Required actions:
1 – In the Oshogbo travel piece below, reproduce the passage between "It was already" and "far, so good.", inclusive, substituting "tout" for "conductor".
2 – Translate into Spanish the following sentence from the Oshogbo travel piece below: "My black trousers had seen better days."
3 – According to the Oshogbo travel piece below, how much was paid to the shared taxi driver for the ride to the border?

Extracted text:
Beware the Sacred Forest of Oshogbo

Wander Woman Marie Javins falls into the clutches of a sacred forest deep in the heart of Nigeria

5 mins

After a marathon day of trying – and failing – to cross to Nigeria, I couldn't bear to get out of bed again at five. Who knew if the Nigerian border would be open today after it had been unexpectedly closed all day yesterday? I hit "snooze" on my iPhone repeatedly for a whole hour.

The front desk clerk at my Cotonou hotel took a 50 euro note as partial payment for my night's lodging, so I didn't have to unsew and untape my ATM and credit cards from the inner calf pocket I'd sewn into my pants using a Zip-Loc bag. My black trousers had seen better days. Namely, Saturday, before I wore them all day in taxis on Sunday. I didn't want to re-sew my valuables into a different pair of pants, so I was considering wearing the same trousers all the way through Nigeria, just leaving the my valuables taped in until Cameroon, where I could safely use a credit card again.

It was already nine by the time I got the zem motorcycle taxi to the shared taxi park and settled into one where the conductor was yelling "Igolo Igolo." I gave all my coins to the zem driver (350 CFA) and then paid a reasonable and correct 1,500 CFA to the shared taxi driver for the hour-and-a-half ride to the border. So far, so good.

One good thing had come out of the mess of yesterday. I'd sorted out that if I went through the Igolo border, 30km north of the notorious Krake border, I could totally avoid Lagos and head straight to Oshogbo, where I hoped to see Osun Shrine.

The down side of Igolo is that there's nowhere near the same amount of public transportation as at Krake. Taxis leave all the time from the main border, but not from this smaller one. So the route I'd chosen was not without risk, though I'd opted for ease and safety over convenience.

This time, when I got out of the taxi at the border and was deluged by people grabbing at my bag, I grabbed it back and walked away. I went to the money-changers, but my changer from yesterday wasn't there, and neither was my helper.

"Border ferme?" I asked a changer.

Supplied data:
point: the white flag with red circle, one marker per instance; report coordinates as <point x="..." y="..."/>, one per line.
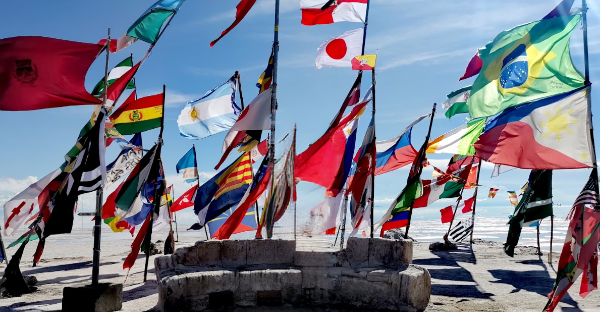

Responses by task:
1 –
It was already nine by the time I got the zem motorcycle taxi to the shared taxi park and settled into one where the tout was yelling "Igolo Igolo." I gave all my coins to the zem driver (350 CFA) and then paid a reasonable and correct 1,500 CFA to the shared taxi driver for the hour-and-a-half ride to the border. So far, so good.

2 – Mis pantalones negros habían conocido tiempos mejores.

3 – 1,500 CFA